:: What the exercise asks ::
Give the data again in full, exactly as written below.

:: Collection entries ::

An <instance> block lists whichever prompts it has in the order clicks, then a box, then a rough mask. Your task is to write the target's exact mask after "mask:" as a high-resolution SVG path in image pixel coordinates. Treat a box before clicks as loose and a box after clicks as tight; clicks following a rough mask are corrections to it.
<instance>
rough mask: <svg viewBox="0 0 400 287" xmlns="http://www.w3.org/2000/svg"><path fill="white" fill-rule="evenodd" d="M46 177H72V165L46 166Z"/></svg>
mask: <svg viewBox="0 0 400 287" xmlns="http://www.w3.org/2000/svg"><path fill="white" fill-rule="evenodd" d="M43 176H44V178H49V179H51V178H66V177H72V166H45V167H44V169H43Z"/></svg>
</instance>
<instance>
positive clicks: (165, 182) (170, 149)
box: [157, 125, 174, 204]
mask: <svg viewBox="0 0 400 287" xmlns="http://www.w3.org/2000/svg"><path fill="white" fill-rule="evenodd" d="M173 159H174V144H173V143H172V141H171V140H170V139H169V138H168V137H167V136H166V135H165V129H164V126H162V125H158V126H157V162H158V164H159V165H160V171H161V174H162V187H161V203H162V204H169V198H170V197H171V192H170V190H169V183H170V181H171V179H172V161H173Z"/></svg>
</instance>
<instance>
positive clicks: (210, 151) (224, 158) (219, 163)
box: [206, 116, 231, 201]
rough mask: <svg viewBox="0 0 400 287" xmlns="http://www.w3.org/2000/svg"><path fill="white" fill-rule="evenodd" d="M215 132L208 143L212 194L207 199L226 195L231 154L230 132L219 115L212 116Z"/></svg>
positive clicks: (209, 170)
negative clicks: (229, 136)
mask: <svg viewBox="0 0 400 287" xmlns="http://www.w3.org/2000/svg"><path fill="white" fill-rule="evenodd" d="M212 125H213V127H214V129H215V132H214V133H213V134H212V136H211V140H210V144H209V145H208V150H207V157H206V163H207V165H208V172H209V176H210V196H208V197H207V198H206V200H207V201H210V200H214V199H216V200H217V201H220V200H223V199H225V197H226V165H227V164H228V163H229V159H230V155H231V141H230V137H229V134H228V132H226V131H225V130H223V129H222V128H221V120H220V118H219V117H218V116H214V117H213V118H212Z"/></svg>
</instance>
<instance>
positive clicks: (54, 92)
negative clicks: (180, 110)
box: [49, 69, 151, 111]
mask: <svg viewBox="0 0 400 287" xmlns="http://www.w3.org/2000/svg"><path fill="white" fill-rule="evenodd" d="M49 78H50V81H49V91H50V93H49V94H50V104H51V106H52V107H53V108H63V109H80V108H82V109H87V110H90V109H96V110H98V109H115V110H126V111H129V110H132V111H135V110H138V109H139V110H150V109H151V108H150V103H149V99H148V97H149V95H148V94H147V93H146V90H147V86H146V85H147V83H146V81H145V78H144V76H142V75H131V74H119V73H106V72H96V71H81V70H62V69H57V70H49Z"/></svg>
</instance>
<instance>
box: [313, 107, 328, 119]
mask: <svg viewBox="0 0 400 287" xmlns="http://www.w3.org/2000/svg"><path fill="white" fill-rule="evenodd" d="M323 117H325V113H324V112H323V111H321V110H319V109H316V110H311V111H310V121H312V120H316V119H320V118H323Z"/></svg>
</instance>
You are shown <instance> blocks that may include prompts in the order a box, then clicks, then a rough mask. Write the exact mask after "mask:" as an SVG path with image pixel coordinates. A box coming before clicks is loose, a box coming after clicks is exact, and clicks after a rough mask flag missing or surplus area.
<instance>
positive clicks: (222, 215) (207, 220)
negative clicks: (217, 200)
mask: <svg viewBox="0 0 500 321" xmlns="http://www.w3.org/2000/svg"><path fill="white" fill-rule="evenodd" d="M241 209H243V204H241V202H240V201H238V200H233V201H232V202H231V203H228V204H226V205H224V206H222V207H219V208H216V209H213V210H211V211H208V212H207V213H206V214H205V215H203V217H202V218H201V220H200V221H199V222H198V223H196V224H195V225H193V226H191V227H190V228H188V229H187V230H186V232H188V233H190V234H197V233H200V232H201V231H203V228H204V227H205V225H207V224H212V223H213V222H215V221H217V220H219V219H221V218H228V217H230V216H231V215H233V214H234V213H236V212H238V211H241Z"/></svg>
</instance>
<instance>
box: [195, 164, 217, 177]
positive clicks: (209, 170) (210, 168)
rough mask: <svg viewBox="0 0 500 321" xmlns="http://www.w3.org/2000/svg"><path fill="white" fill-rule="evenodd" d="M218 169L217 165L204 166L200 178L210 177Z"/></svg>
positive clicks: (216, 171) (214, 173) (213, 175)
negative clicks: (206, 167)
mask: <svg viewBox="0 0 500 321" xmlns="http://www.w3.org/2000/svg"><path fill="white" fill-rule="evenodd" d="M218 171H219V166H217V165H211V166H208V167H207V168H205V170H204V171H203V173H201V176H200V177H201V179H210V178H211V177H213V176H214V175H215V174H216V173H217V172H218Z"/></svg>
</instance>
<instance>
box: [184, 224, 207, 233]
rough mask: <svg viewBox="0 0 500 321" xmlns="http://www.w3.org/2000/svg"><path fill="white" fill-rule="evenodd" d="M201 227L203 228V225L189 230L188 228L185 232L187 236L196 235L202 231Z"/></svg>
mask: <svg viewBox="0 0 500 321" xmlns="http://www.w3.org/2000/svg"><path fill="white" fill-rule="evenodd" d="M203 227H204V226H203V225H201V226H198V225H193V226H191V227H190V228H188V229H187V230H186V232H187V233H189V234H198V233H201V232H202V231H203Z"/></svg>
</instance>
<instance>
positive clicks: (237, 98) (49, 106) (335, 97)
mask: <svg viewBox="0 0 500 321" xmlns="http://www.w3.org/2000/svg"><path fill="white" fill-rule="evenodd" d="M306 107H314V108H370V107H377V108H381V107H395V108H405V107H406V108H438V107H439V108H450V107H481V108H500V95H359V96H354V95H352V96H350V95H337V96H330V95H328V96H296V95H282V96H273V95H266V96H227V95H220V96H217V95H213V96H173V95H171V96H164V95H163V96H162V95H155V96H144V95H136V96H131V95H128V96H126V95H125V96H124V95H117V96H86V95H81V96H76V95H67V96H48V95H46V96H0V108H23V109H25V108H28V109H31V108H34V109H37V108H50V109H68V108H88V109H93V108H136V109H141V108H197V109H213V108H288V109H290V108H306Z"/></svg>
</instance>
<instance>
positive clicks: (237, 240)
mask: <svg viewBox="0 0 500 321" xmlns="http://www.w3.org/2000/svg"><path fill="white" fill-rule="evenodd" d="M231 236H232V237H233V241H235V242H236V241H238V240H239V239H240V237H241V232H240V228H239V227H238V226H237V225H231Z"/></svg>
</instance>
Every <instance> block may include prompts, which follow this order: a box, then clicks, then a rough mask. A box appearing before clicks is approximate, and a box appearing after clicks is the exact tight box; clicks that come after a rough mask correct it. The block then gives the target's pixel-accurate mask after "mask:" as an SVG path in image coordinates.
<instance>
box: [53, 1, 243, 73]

:: Response below ::
An <instance> block lists whichever prompts it has in the order clicks, then a box, then a rough mask. Your task is to write the target's exact mask after "mask:" as a high-resolution SVG path in image pixel coordinates. Treat a box before clicks as loose and a box after clicks as tight; clicks following a rough mask are corrections to it.
<instance>
rough mask: <svg viewBox="0 0 400 287" xmlns="http://www.w3.org/2000/svg"><path fill="white" fill-rule="evenodd" d="M46 177H72V165L46 166Z"/></svg>
mask: <svg viewBox="0 0 400 287" xmlns="http://www.w3.org/2000/svg"><path fill="white" fill-rule="evenodd" d="M43 176H44V178H49V179H51V178H66V177H72V166H45V167H44V169H43Z"/></svg>
</instance>
<instance>
positive clicks: (165, 182) (170, 149)
box: [157, 125, 174, 204]
mask: <svg viewBox="0 0 400 287" xmlns="http://www.w3.org/2000/svg"><path fill="white" fill-rule="evenodd" d="M173 159H174V144H173V143H172V141H171V140H170V139H169V138H168V137H167V136H166V135H165V129H164V126H162V125H158V126H157V162H158V164H159V165H160V171H161V174H162V187H161V203H162V204H169V198H170V197H171V192H170V190H169V183H170V181H171V179H172V161H173Z"/></svg>
</instance>
<instance>
positive clicks: (210, 151) (224, 158) (219, 163)
box: [206, 116, 231, 201]
rough mask: <svg viewBox="0 0 400 287" xmlns="http://www.w3.org/2000/svg"><path fill="white" fill-rule="evenodd" d="M215 132L208 143L212 194L207 199L226 195L231 154L230 132L219 115L212 116Z"/></svg>
positive clicks: (209, 170)
negative clicks: (229, 136)
mask: <svg viewBox="0 0 400 287" xmlns="http://www.w3.org/2000/svg"><path fill="white" fill-rule="evenodd" d="M212 125H213V127H214V129H215V132H214V133H213V134H212V136H211V140H210V144H209V145H208V150H207V157H206V163H207V165H208V172H209V176H210V196H208V197H207V198H206V200H207V201H210V200H214V199H216V200H217V201H220V200H223V199H225V197H226V165H227V164H228V163H229V159H230V155H231V141H230V137H229V134H228V132H226V131H225V130H223V129H222V128H221V120H220V118H219V117H218V116H214V117H213V118H212Z"/></svg>
</instance>
<instance>
positive clicks: (54, 92)
negative clicks: (180, 110)
box: [49, 69, 151, 111]
mask: <svg viewBox="0 0 400 287" xmlns="http://www.w3.org/2000/svg"><path fill="white" fill-rule="evenodd" d="M49 78H50V81H49V91H50V93H49V94H50V104H51V106H52V107H53V108H63V109H80V108H82V109H87V110H90V109H96V110H98V109H115V110H126V111H129V110H132V111H135V110H138V109H139V110H150V109H151V108H150V103H149V99H148V97H149V95H148V94H147V93H146V90H147V86H146V85H147V83H146V81H145V78H144V76H142V75H131V74H119V73H106V72H96V71H81V70H62V69H57V70H49Z"/></svg>
</instance>
<instance>
box: [313, 107, 328, 119]
mask: <svg viewBox="0 0 400 287" xmlns="http://www.w3.org/2000/svg"><path fill="white" fill-rule="evenodd" d="M323 117H325V113H324V112H323V111H321V110H319V109H316V110H311V111H310V121H312V120H316V119H320V118H323Z"/></svg>
</instance>
You are shown <instance> blocks that may include prompts in the order a box, then clicks, then a rough mask. Write the exact mask after "mask:" as an SVG path with image pixel coordinates. A box coming before clicks is loose, a box coming after clicks is exact, and clicks after a rough mask flag missing or surplus area.
<instance>
positive clicks: (222, 215) (207, 220)
negative clicks: (217, 200)
mask: <svg viewBox="0 0 500 321" xmlns="http://www.w3.org/2000/svg"><path fill="white" fill-rule="evenodd" d="M241 209H243V204H241V202H240V201H238V200H233V201H232V202H231V203H228V204H226V205H224V206H222V207H219V208H216V209H213V210H211V211H208V212H207V213H206V214H205V215H203V217H202V218H201V220H200V221H199V222H198V223H196V224H195V225H193V226H191V227H190V228H188V229H187V230H186V232H188V233H190V234H197V233H200V232H201V231H203V228H204V227H205V225H207V224H212V223H213V222H215V221H217V220H219V219H221V218H228V217H230V216H231V215H233V214H234V213H236V212H238V211H241Z"/></svg>
</instance>
<instance>
box: [195, 164, 217, 177]
positive clicks: (209, 170) (210, 168)
rough mask: <svg viewBox="0 0 500 321" xmlns="http://www.w3.org/2000/svg"><path fill="white" fill-rule="evenodd" d="M218 169L217 165L204 166L200 178L210 177Z"/></svg>
positive clicks: (216, 171) (214, 173) (213, 175)
negative clicks: (206, 167)
mask: <svg viewBox="0 0 500 321" xmlns="http://www.w3.org/2000/svg"><path fill="white" fill-rule="evenodd" d="M218 171H219V166H217V165H211V166H208V167H207V168H205V170H204V171H203V173H201V176H200V177H201V179H210V178H211V177H213V176H214V175H215V174H216V173H217V172H218Z"/></svg>
</instance>
<instance>
box: [184, 224, 207, 233]
rough mask: <svg viewBox="0 0 500 321" xmlns="http://www.w3.org/2000/svg"><path fill="white" fill-rule="evenodd" d="M201 227L203 228V225L189 230L188 228L185 232L187 236L196 235L202 231Z"/></svg>
mask: <svg viewBox="0 0 500 321" xmlns="http://www.w3.org/2000/svg"><path fill="white" fill-rule="evenodd" d="M203 227H204V226H203V225H201V226H198V225H193V226H191V227H190V228H188V229H187V230H186V232H187V233H189V234H198V233H201V232H202V231H203Z"/></svg>
</instance>
<instance>
positive clicks: (237, 98) (49, 106) (335, 97)
mask: <svg viewBox="0 0 500 321" xmlns="http://www.w3.org/2000/svg"><path fill="white" fill-rule="evenodd" d="M306 107H314V108H370V107H377V108H381V107H395V108H405V107H406V108H438V107H439V108H450V107H481V108H500V95H359V96H354V95H352V96H350V95H337V96H330V95H328V96H296V95H282V96H273V95H266V96H227V95H220V96H217V95H213V96H173V95H171V96H164V95H163V96H162V95H155V96H144V95H136V96H131V95H128V96H126V95H125V96H124V95H117V96H86V95H81V96H76V95H67V96H48V95H46V96H0V108H23V109H25V108H28V109H31V108H34V109H37V108H50V109H68V108H88V109H93V108H136V109H141V108H197V109H213V108H288V109H290V108H306Z"/></svg>
</instance>
<instance>
positive clicks: (237, 240)
mask: <svg viewBox="0 0 500 321" xmlns="http://www.w3.org/2000/svg"><path fill="white" fill-rule="evenodd" d="M231 236H232V237H233V241H235V242H236V241H238V240H239V239H240V237H241V232H240V228H239V227H238V226H237V225H231Z"/></svg>
</instance>
Every <instance> block may include prompts, which follow this order: a box, then clicks, then a rough mask. A box appearing before clicks is approximate, and a box appearing after clicks is the exact tight box; clicks that come after a rough mask correct it. The block then gives the target's pixel-accurate mask after "mask:" as an SVG path in image coordinates.
<instance>
box: [53, 1, 243, 73]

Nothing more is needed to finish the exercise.